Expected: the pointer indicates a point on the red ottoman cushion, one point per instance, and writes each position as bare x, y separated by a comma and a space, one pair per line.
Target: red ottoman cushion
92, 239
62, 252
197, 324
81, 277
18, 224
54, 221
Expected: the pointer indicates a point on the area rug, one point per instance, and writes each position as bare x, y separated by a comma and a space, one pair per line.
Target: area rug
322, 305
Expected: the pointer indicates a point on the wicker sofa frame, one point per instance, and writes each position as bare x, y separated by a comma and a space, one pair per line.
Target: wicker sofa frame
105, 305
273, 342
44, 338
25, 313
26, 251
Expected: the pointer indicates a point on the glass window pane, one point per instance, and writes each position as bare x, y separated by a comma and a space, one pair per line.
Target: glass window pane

====

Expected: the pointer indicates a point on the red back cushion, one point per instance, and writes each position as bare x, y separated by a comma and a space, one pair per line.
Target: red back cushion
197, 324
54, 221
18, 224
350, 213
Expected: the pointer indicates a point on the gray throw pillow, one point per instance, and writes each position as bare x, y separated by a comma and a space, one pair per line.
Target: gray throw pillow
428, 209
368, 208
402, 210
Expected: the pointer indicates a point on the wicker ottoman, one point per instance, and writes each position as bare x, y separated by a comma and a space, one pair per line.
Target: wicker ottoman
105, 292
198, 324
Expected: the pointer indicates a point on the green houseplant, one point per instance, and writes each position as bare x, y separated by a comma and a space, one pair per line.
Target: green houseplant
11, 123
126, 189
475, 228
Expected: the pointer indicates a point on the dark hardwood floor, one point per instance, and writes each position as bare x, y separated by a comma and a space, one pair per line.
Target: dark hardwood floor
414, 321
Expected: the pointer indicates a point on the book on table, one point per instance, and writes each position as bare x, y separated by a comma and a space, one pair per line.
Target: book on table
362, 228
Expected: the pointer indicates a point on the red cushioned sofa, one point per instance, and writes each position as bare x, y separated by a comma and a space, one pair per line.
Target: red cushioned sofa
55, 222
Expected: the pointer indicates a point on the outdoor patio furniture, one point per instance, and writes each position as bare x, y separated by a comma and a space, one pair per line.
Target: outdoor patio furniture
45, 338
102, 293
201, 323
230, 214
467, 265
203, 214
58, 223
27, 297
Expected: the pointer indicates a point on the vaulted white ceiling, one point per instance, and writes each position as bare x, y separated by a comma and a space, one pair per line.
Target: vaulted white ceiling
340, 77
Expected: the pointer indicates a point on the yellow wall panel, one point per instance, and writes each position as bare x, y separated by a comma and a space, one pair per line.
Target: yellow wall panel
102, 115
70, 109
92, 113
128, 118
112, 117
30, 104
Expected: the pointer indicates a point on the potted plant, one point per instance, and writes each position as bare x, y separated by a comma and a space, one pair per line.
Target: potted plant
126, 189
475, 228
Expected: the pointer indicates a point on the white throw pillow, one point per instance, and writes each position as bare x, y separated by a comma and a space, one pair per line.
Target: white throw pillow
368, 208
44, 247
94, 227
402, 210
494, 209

====

[SET PROBLEM]
Tally the lines in the listing above that contain the string "cushioned", matching case exactly. Reply with the number alone.

[PROBLEM SOLUTION]
2